**TASK OBJECTIVE:**
Your task is to copy each line in the listing that includes the word "shirt".
■ ■ ■ ■ ■ ■ ■
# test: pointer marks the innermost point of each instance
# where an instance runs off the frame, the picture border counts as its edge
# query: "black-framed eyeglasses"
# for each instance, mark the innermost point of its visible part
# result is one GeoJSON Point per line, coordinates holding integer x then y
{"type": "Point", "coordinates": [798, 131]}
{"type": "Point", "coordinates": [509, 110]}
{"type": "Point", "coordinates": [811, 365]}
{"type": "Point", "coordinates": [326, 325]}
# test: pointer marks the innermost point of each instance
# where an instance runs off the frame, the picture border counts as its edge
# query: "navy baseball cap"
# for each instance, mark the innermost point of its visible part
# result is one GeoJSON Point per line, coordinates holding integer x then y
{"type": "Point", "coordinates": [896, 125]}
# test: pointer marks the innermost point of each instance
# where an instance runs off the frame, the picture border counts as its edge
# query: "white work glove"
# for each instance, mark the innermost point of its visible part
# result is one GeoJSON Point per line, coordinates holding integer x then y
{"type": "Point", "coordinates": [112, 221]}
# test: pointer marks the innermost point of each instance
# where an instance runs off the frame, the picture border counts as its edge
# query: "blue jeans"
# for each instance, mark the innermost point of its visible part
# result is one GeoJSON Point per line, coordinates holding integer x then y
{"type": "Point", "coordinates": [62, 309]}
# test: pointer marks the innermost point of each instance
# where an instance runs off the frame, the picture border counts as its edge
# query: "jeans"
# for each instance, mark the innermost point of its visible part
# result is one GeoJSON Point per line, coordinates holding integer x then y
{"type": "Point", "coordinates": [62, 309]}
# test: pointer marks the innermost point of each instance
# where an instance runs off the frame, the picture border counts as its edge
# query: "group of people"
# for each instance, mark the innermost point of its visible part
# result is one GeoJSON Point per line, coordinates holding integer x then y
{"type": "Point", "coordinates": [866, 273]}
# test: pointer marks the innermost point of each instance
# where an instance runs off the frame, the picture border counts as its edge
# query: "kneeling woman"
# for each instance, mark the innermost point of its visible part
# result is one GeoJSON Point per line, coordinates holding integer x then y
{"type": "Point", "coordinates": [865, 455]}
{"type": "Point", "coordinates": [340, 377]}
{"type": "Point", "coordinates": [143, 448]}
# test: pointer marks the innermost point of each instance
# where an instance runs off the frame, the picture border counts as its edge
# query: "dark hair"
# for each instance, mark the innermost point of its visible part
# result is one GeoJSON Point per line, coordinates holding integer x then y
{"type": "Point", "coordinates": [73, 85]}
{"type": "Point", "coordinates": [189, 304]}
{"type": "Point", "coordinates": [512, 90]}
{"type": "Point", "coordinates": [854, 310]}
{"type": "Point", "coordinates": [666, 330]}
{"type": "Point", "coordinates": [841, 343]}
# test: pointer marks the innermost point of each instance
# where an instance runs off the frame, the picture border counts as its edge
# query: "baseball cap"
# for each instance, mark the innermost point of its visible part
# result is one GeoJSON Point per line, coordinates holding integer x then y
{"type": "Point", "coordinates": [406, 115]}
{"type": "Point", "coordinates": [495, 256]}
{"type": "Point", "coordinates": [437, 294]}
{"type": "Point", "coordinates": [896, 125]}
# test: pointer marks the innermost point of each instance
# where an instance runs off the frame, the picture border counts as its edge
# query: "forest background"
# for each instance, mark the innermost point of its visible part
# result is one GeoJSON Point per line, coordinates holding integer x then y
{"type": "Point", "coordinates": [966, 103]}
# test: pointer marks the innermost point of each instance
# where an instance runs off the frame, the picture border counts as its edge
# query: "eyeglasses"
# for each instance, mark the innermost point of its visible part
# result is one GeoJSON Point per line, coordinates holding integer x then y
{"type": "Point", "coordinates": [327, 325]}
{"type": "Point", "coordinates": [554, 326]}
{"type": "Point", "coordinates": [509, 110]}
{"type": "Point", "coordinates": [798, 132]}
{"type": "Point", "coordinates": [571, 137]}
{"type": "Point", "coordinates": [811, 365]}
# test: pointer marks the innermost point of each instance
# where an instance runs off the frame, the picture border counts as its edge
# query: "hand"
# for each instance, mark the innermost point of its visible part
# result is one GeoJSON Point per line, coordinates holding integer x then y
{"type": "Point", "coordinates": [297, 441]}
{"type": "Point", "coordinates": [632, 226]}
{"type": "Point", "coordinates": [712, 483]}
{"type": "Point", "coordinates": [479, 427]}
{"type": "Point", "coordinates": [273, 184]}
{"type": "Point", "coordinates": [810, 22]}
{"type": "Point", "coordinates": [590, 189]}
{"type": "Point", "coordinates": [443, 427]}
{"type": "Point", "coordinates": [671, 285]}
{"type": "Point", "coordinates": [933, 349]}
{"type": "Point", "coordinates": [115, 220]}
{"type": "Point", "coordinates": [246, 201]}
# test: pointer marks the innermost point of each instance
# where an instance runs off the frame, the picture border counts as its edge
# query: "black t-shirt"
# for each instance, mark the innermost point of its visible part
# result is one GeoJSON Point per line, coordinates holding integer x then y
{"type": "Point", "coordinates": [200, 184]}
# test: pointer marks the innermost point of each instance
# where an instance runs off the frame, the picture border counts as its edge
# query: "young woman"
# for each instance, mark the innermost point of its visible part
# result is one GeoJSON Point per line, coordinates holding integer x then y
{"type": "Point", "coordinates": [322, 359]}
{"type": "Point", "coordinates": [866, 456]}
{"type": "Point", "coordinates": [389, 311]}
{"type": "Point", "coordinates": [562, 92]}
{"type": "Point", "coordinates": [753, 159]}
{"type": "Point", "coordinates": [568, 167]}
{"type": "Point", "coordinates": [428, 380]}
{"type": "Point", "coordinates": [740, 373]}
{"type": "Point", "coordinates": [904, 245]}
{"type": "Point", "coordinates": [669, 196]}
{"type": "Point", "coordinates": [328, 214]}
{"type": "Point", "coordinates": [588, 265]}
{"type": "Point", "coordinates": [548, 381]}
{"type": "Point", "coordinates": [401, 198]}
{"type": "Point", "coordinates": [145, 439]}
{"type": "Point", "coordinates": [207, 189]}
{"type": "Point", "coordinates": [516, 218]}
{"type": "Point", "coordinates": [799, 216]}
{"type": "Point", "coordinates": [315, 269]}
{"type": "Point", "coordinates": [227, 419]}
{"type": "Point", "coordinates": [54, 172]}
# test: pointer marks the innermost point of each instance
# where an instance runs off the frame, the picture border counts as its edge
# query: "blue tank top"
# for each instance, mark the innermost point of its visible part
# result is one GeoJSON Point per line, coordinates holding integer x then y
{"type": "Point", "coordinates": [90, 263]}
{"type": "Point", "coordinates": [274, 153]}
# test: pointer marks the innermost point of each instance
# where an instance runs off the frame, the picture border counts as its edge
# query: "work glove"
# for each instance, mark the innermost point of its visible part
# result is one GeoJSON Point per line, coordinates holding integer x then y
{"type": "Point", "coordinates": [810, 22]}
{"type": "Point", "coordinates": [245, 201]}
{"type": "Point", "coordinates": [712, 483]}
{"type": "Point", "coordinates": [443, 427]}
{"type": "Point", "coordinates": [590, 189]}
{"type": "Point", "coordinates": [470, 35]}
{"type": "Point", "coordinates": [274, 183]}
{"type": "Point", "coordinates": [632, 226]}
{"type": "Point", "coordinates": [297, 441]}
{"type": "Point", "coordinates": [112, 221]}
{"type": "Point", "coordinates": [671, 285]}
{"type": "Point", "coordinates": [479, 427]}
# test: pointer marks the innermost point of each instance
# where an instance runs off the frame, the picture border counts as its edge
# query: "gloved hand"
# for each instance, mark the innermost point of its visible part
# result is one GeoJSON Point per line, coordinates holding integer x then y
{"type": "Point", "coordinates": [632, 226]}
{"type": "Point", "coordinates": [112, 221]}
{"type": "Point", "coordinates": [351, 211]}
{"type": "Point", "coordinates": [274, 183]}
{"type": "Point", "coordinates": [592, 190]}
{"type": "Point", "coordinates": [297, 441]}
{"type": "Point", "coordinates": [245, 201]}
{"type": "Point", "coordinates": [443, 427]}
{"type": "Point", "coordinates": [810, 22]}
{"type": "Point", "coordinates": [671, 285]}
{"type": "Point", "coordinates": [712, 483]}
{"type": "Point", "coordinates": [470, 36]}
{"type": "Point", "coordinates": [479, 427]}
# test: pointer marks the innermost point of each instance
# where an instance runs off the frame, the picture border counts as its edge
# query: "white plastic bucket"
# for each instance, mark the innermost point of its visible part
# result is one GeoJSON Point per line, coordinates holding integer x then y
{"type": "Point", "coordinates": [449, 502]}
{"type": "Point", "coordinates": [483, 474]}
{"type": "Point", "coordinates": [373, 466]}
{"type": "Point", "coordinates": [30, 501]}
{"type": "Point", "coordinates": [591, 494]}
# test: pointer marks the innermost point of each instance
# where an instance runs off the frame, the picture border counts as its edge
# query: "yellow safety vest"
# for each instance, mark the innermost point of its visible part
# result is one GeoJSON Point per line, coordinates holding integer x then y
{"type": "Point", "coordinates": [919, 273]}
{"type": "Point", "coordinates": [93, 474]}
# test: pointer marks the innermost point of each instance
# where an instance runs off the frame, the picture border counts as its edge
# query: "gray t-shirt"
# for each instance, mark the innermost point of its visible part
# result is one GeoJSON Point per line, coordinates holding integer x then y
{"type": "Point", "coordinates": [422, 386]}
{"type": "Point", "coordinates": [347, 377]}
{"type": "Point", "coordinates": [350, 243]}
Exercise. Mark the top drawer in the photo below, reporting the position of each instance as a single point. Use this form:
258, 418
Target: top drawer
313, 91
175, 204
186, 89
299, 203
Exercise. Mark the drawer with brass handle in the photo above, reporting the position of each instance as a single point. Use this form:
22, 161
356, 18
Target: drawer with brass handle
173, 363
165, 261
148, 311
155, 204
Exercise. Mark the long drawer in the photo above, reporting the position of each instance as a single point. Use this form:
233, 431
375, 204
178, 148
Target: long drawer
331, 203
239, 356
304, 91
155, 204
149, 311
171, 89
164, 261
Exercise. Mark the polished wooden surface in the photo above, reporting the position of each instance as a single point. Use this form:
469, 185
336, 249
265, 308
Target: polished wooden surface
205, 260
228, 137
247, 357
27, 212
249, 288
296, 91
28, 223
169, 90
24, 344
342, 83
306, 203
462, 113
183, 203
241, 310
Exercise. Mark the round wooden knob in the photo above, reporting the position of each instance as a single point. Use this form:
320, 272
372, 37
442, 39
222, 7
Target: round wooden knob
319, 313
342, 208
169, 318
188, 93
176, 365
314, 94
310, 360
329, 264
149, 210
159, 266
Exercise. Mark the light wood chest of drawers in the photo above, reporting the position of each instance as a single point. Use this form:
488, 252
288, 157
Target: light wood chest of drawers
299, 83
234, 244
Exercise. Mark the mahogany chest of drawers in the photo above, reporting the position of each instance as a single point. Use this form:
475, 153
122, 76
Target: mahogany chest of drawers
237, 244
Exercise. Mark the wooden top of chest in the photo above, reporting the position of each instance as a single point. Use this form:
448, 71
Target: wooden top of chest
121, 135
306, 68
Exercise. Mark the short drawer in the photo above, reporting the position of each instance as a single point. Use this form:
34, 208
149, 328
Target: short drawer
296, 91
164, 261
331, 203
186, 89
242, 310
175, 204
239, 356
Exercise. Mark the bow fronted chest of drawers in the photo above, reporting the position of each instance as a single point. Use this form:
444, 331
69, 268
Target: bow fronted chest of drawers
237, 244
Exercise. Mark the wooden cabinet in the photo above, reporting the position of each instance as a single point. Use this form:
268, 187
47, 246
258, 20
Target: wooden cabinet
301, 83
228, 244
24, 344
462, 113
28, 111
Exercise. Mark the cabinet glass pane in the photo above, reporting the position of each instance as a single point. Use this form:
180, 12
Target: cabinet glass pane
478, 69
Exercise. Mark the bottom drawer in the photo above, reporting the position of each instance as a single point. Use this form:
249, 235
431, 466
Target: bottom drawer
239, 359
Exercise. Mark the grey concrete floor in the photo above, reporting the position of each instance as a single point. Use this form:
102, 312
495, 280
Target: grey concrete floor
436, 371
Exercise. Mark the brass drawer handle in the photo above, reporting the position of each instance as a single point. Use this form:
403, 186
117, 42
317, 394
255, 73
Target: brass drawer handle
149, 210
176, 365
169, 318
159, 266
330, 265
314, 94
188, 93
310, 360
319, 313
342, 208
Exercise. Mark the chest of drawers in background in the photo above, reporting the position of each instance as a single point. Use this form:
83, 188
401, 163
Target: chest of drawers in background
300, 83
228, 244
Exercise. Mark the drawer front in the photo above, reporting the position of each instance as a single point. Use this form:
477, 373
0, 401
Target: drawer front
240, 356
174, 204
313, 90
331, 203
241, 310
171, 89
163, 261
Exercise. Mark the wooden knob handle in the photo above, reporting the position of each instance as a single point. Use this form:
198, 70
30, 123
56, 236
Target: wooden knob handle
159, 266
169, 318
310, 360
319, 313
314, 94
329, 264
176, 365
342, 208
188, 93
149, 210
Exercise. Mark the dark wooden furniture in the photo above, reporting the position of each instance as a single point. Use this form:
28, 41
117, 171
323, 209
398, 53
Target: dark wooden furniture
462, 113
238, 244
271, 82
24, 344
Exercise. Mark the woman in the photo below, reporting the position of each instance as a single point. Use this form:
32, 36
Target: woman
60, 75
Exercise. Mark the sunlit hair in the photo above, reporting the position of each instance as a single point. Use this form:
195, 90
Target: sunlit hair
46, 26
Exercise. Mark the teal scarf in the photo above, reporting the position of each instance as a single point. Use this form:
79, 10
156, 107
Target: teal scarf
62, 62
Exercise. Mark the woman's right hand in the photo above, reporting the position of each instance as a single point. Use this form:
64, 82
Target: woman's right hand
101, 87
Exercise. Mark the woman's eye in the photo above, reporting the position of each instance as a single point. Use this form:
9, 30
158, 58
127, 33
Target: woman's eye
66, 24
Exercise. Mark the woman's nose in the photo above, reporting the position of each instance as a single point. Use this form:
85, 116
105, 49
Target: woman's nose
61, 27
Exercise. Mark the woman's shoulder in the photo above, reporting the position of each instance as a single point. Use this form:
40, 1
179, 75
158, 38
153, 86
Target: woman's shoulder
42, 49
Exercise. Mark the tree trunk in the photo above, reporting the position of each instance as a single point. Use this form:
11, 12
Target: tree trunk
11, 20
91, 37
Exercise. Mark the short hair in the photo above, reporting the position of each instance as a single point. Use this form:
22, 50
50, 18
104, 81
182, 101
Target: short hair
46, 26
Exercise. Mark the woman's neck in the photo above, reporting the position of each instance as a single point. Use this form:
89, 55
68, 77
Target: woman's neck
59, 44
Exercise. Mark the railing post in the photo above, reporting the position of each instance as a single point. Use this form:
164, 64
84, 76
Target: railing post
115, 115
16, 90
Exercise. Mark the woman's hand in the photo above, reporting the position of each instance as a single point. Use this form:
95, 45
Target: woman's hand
■ ■ ■ ■ ■ ■ ■
**RESULT:**
# query: "black t-shirt"
# query: "gray t-shirt"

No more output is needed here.